▸ **Your tasks**:
1. Which people are mentioned by name in the article on eurozone collateral demands?
2. Pick out every line in the listing below that contains the word "paving", and copy each one.

▸ **Text shown**:
Friday, August 19, 2011

Four more eurozone countries ask Greece for collateral

The Netherlands, Slovenia, Slovakia and Austria want same terms as Finland

The eurozone assistance package for Greece agreed last month is in danger of being undermined after four more countries suggested on Thursday they want Athens to provide collateral, as it did in a separate agreement with Finland, for it to receive their share of the 109-billion-euro bailout.

The requests from Austria, the Netherlands, Slovakia and Slovenia led to Finance Minister Evangelos Venizelos coming under attack from New Democracy, which claimed he had “opened Pandora’s box” by coming to an arrangement with Finland.

The first country to object to the Greek-Finnish deal was Austria. “If there is a model for collateral, Austria would also make a claim,” said Finance Ministry spokesman Harald Waiglein.

Slovakia followed this train of thought, arguing that Finland should not have different lending terms from other eurozone members. “I consider it unacceptable for any country to not have the collateral if other countries have it,” said Finance Minister Ivan Miklos. “Because if this is a loan, and that is what everyone is calling it, the debtor should have no problem offering collateral for the loan.”

▸ **Records shown**:
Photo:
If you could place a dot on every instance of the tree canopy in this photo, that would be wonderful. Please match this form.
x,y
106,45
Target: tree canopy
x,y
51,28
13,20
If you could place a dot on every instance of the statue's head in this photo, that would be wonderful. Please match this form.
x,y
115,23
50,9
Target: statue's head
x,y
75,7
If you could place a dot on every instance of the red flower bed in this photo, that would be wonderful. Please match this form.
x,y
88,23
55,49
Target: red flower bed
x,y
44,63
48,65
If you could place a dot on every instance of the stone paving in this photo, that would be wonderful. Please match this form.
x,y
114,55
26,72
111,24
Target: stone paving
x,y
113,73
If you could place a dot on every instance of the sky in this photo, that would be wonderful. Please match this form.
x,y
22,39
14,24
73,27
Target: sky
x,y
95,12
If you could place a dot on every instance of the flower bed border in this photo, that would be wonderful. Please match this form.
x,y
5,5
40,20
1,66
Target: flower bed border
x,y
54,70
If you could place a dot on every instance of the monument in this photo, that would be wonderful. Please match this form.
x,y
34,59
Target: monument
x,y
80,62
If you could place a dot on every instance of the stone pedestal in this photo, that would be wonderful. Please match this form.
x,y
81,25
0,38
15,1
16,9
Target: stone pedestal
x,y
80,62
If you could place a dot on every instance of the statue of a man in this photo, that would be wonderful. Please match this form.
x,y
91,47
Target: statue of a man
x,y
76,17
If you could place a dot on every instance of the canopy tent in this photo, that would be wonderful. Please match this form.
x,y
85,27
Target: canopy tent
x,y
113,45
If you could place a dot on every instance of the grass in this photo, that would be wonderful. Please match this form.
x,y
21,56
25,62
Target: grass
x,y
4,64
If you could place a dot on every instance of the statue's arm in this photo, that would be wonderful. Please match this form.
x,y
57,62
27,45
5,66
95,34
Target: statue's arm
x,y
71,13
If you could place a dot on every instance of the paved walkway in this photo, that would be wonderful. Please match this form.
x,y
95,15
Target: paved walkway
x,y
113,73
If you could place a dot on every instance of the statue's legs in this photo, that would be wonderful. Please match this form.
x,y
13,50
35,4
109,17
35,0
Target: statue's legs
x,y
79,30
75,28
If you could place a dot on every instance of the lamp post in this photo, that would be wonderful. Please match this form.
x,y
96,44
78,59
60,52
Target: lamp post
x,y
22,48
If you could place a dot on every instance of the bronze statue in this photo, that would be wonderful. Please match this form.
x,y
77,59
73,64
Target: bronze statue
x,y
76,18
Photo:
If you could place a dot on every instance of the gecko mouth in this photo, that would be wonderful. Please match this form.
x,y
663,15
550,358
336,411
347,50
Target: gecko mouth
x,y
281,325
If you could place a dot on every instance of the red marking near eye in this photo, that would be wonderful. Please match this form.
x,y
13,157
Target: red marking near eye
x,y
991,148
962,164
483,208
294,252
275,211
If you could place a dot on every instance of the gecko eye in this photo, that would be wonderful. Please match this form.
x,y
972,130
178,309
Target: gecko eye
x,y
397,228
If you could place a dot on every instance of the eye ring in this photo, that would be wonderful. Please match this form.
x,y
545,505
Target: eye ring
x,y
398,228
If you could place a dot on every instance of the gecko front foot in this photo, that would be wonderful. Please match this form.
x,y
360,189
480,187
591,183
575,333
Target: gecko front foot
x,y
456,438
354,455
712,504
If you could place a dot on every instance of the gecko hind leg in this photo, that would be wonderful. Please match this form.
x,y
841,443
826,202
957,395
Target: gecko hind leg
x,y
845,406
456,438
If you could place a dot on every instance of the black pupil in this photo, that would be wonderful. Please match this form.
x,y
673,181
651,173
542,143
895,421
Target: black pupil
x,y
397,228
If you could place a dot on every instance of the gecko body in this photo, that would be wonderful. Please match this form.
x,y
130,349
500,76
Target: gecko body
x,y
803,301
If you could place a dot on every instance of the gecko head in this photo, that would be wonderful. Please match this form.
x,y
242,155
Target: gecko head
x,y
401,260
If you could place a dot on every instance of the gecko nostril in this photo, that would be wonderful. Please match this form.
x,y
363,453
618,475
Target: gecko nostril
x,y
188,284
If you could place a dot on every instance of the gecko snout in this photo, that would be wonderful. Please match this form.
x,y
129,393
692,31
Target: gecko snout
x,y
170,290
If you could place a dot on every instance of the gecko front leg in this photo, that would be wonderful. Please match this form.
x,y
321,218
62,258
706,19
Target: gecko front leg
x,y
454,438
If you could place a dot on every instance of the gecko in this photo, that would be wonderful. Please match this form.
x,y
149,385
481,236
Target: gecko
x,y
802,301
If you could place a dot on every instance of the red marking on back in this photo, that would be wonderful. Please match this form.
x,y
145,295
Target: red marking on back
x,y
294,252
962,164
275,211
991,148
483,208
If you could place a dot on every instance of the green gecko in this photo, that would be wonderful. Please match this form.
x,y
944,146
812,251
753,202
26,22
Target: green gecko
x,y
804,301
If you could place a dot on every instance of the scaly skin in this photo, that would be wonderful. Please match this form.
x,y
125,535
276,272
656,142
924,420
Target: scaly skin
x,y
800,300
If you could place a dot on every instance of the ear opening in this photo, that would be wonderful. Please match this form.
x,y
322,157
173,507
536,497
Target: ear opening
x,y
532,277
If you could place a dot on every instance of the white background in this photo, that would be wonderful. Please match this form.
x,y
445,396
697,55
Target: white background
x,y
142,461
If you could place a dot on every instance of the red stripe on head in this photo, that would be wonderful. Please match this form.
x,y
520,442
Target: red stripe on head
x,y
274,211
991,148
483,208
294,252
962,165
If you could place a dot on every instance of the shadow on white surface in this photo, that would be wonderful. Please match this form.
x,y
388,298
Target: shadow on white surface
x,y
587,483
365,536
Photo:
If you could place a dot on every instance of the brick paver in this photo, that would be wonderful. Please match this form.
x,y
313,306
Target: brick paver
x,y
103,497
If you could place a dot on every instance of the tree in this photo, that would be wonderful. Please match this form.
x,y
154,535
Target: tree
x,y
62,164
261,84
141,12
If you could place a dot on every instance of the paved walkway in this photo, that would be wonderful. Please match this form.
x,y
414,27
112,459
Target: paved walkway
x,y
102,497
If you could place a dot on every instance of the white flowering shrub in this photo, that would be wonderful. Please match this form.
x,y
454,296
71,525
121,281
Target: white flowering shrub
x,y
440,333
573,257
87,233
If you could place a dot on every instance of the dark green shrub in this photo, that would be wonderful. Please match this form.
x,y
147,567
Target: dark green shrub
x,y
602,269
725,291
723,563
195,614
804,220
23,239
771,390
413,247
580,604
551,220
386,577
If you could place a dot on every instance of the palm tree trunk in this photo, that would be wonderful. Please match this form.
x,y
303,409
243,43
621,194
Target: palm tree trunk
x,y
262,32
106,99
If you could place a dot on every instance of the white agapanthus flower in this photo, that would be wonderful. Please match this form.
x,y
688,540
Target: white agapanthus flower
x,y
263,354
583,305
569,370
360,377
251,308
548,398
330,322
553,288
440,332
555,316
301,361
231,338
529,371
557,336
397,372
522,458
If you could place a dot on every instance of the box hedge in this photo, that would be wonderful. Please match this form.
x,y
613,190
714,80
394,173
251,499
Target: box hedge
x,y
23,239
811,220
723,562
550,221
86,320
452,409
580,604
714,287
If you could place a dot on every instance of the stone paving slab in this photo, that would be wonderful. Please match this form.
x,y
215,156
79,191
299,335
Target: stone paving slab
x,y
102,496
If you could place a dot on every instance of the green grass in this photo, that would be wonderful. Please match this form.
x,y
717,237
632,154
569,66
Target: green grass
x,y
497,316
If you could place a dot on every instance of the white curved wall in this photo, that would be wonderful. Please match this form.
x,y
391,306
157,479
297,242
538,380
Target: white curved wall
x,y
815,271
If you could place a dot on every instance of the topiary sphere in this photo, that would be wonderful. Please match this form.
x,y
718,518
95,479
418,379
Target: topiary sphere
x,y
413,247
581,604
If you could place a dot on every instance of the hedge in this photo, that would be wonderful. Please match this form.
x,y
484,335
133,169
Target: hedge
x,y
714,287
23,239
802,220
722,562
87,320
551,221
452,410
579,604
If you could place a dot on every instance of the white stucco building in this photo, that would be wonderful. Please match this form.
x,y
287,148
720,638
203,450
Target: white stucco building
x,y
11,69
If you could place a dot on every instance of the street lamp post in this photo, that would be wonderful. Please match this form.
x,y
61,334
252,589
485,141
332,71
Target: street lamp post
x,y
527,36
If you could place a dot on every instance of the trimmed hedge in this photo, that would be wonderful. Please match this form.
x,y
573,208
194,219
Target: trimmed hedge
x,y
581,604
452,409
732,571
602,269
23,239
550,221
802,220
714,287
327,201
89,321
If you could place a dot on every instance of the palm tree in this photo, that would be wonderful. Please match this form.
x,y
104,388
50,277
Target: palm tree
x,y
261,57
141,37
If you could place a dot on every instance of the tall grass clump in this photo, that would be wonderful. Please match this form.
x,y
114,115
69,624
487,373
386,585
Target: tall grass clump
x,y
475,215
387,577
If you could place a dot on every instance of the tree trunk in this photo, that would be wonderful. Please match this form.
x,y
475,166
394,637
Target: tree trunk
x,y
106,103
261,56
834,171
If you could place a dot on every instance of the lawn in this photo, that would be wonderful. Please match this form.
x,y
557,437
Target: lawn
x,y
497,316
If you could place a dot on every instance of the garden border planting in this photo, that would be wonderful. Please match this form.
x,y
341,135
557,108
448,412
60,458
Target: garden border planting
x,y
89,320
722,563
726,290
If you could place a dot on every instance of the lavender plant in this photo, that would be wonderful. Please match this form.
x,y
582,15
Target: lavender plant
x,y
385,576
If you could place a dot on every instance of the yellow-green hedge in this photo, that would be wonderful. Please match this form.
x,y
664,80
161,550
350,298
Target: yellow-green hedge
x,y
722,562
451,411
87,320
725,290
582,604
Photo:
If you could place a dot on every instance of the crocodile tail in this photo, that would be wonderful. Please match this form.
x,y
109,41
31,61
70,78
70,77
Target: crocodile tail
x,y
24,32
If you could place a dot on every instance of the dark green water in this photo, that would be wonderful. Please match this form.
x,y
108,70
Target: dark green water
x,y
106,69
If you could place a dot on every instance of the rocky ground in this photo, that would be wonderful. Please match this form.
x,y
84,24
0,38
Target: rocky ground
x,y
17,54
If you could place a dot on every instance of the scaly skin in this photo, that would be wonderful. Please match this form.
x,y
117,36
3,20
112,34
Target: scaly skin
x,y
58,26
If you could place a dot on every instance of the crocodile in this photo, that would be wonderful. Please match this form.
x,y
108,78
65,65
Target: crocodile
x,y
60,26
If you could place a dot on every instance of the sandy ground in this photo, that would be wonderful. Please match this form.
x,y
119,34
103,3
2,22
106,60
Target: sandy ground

▸ **Task-by-task outputs**:
1. Evangelos Venizelos, Harald Waiglein, Ivan Miklos

2.
If you could place a dot on every instance of the stone paving in this photo, that would be wonderful. Please match this form.
Target: stone paving
If you could place a dot on every instance of the stone paving slab in this photo, that would be wonderful. Please match this form.
Target: stone paving slab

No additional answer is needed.